--- Begin DATA ENTRIES ---

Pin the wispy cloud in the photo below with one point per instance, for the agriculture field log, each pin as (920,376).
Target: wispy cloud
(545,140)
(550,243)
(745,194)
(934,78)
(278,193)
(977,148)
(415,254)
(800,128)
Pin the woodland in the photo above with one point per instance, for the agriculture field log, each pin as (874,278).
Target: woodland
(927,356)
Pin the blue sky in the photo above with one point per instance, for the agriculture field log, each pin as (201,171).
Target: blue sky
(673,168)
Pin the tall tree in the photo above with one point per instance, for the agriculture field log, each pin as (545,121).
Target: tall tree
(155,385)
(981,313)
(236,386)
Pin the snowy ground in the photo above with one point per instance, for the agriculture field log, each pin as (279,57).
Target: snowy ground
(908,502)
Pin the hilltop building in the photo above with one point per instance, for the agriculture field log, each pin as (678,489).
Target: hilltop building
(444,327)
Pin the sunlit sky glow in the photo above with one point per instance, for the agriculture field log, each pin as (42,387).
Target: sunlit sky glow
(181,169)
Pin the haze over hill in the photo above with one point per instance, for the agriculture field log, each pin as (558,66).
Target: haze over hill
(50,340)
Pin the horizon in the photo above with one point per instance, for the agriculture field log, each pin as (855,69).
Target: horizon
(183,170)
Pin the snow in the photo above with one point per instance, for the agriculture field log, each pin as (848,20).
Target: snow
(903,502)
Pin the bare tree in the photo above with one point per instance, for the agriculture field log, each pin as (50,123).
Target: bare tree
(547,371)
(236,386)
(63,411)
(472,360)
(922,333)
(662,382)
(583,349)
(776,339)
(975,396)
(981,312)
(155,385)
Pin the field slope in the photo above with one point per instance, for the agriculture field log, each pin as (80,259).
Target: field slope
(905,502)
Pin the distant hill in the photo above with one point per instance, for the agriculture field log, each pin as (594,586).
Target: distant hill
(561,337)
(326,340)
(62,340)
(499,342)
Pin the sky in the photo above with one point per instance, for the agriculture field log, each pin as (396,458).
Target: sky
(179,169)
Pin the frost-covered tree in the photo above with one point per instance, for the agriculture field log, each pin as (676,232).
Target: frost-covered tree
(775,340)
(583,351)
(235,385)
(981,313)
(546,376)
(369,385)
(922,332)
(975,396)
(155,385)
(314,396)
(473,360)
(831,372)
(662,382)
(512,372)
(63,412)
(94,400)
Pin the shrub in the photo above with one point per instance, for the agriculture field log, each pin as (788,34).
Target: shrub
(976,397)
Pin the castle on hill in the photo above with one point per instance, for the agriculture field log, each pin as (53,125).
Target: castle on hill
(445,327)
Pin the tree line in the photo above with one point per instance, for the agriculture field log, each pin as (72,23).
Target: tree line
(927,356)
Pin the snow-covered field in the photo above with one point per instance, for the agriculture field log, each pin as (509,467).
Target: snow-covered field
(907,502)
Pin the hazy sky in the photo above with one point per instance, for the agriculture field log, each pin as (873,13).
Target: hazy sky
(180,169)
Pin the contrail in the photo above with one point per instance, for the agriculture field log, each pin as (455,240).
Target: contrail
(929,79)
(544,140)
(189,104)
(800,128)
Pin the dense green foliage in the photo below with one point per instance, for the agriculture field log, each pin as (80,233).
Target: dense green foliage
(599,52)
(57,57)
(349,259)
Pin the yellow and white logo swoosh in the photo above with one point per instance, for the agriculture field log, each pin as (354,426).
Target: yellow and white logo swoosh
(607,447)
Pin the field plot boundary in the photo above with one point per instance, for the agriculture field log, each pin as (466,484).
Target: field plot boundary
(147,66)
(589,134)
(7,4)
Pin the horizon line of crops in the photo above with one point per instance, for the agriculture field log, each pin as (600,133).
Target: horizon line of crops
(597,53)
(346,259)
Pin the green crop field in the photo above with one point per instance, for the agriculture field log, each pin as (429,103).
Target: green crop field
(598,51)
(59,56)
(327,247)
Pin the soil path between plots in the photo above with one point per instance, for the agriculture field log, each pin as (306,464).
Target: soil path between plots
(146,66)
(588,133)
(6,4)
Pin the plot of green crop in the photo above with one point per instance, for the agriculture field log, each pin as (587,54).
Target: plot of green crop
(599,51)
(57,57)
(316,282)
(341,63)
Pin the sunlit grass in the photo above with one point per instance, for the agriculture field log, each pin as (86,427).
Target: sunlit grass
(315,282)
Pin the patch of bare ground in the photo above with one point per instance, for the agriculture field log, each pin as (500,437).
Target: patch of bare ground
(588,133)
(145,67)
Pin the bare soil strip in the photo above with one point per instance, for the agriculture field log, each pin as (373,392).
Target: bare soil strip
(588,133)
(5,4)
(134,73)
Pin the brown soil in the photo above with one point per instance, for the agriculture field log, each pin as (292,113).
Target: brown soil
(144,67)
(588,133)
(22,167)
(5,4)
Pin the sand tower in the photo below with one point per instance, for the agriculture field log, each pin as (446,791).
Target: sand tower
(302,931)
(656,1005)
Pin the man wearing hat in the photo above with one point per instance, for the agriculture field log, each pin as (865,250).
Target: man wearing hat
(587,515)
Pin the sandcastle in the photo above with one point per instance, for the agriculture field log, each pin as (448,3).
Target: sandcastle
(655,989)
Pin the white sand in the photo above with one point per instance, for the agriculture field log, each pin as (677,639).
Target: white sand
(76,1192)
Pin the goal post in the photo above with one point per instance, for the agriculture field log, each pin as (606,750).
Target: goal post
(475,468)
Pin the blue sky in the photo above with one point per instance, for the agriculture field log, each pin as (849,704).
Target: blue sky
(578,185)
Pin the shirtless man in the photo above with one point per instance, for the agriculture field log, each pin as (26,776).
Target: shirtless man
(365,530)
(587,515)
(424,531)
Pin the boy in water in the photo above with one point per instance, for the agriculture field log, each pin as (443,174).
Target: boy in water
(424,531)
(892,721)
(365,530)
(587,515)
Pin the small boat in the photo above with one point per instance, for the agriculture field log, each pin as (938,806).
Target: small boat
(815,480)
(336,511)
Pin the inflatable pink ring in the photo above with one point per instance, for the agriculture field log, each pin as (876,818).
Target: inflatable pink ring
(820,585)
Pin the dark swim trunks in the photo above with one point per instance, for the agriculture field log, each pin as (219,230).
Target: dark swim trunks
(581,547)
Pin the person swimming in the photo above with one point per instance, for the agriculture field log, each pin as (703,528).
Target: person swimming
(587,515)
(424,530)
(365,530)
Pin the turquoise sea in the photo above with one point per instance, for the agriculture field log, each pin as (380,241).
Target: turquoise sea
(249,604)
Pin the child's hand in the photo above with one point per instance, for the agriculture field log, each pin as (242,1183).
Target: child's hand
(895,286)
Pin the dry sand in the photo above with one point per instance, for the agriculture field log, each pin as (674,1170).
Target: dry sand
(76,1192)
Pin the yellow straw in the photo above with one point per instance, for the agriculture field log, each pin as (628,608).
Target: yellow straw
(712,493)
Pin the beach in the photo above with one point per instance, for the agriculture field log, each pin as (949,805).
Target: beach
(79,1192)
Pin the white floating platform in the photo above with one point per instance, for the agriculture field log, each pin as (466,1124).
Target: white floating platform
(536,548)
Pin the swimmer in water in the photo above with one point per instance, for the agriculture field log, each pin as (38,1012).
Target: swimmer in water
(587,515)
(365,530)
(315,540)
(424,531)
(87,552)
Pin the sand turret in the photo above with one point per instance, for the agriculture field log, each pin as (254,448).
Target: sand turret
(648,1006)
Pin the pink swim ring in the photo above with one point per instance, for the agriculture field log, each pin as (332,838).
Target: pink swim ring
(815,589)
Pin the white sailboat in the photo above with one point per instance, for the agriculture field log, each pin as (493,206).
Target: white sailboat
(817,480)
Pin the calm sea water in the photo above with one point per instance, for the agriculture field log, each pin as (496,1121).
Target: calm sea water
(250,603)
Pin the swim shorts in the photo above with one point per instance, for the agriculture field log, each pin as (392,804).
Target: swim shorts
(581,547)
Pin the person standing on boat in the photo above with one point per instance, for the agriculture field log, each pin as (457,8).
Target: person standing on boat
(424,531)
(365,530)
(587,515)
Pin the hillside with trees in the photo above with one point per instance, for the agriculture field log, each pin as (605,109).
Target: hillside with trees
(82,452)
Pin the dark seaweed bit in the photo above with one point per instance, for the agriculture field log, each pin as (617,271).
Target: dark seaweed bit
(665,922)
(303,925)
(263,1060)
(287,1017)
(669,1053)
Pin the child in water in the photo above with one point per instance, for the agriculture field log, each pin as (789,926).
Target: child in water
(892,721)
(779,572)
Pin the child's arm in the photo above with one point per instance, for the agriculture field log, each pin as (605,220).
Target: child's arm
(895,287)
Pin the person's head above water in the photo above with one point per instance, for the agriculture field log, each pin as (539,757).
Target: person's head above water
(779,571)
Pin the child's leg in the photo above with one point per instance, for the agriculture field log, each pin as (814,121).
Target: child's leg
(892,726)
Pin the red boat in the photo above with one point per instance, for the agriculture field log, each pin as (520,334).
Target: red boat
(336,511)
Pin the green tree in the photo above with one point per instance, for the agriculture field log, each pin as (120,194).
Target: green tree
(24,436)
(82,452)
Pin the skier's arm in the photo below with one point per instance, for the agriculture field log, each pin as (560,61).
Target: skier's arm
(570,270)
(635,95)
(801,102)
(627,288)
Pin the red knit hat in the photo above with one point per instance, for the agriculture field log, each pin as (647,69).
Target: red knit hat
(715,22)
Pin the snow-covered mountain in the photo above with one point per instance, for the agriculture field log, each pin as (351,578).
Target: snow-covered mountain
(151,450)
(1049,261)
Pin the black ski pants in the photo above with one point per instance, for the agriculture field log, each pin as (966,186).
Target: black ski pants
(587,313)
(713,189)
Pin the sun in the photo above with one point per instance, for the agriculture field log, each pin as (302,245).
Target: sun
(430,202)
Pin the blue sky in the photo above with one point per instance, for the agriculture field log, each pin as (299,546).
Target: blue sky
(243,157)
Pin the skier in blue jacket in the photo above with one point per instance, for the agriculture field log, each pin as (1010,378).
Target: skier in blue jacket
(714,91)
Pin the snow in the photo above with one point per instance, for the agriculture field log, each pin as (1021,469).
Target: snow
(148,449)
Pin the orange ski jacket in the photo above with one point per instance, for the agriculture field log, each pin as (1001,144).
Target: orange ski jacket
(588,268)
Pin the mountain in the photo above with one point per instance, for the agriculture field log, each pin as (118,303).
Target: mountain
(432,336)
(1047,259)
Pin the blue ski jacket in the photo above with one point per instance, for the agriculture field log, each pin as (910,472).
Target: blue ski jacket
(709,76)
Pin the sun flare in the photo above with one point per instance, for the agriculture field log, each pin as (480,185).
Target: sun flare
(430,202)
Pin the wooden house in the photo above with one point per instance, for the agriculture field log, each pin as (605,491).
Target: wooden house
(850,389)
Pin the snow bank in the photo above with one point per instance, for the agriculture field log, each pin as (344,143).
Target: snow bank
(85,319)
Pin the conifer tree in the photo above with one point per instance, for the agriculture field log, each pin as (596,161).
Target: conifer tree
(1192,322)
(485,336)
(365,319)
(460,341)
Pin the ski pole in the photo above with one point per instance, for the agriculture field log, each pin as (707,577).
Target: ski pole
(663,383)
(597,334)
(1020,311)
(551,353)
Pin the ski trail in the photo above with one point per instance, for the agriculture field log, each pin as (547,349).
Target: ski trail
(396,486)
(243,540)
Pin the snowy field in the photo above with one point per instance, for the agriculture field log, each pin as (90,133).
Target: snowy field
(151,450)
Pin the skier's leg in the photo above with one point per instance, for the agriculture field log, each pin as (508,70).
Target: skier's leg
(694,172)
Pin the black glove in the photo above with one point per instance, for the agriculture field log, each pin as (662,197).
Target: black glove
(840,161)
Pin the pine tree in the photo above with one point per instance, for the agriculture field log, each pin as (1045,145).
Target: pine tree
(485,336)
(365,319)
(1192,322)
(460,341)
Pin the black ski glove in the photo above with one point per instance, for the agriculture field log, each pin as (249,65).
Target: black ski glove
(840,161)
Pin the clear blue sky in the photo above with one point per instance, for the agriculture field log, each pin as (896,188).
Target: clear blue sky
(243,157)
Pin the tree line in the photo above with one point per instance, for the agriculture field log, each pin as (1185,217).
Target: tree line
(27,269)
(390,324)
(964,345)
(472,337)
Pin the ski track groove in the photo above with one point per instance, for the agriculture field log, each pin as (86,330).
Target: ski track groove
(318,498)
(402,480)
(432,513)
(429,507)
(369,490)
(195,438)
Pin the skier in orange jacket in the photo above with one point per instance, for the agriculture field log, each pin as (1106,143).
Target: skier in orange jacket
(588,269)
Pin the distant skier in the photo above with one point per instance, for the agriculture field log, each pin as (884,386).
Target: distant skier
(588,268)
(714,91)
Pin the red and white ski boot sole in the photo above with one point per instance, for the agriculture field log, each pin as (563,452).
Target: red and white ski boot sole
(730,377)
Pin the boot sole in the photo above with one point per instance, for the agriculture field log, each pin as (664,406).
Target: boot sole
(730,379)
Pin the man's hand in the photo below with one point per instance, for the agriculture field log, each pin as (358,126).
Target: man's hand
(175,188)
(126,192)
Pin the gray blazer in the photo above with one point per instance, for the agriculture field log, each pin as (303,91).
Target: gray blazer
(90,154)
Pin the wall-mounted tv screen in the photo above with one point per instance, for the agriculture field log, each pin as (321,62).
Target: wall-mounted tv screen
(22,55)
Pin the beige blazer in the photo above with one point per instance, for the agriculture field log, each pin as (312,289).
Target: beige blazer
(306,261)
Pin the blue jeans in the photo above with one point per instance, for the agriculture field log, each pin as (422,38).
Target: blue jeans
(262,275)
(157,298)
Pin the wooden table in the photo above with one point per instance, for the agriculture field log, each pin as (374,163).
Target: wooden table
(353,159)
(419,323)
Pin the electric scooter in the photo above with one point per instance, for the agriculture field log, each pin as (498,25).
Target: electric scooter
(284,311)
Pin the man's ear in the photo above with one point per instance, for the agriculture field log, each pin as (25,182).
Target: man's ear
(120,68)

--- End DATA ENTRIES ---

PROMPT
Begin at the line containing "Pin the man's hand" and reproduce each line through the end of the records above.

EXERCISE SOLUTION
Pin the man's hand in the photo below with one point per instance, for the agriculture field log, each pin as (358,126).
Target: man's hand
(175,188)
(126,192)
Pin the gray blazer in the photo above with one point per instance, for the agriculture field log, each pin as (303,91).
Target: gray blazer
(90,154)
Pin the wall-mounted tv screen in the photo above with one point per instance, for the agriculture field log, each pin as (321,62).
Target: wall-mounted tv screen
(22,55)
Pin the beige blazer in the photo above with one point per instance, for the agriculture field log, each pin as (312,289).
Target: beige blazer
(306,261)
Pin the blue jeans in the photo above with one point per instance, for the agriculture field log, each pin as (422,38).
Target: blue jeans
(262,275)
(157,298)
Pin the wooden table in the photo above with one point per instance, for the agriculture field log, each pin as (374,163).
Target: wooden table
(353,159)
(419,323)
Pin the electric scooter in the photo above with one point per instance, for the agriculture field log, each pin as (498,25).
Target: electric scooter
(284,311)
Pin the man's ear in the photo above with one point per instance, for the agriculture field log, each pin as (25,182).
Target: man's ear
(120,68)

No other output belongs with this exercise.